WHAT IS REQUIRED: Reproduce all of the data below without alteration; exclude every picture.

EXCERPTED RECORDS:
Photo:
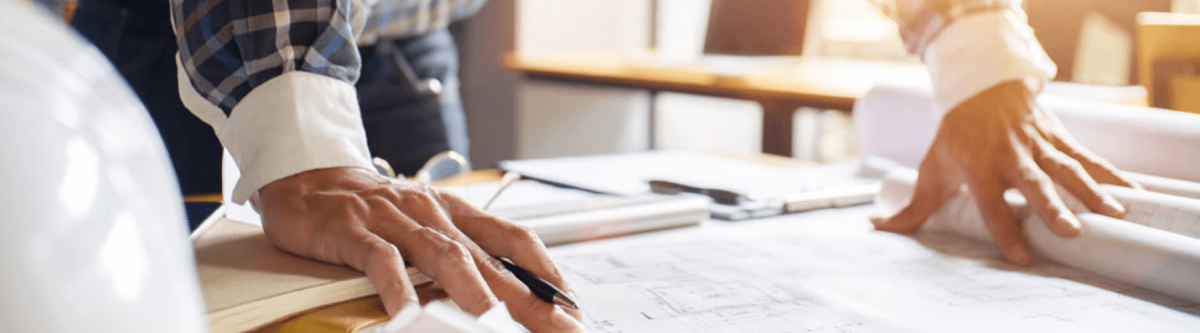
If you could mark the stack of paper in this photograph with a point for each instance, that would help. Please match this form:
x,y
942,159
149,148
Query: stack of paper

RESPONSE TO THIS TASK:
Photo:
If you could mark the stack of paper in this photograph with a point for each instance, that would help. Please match this form:
x,y
942,159
149,148
Query: stack of paper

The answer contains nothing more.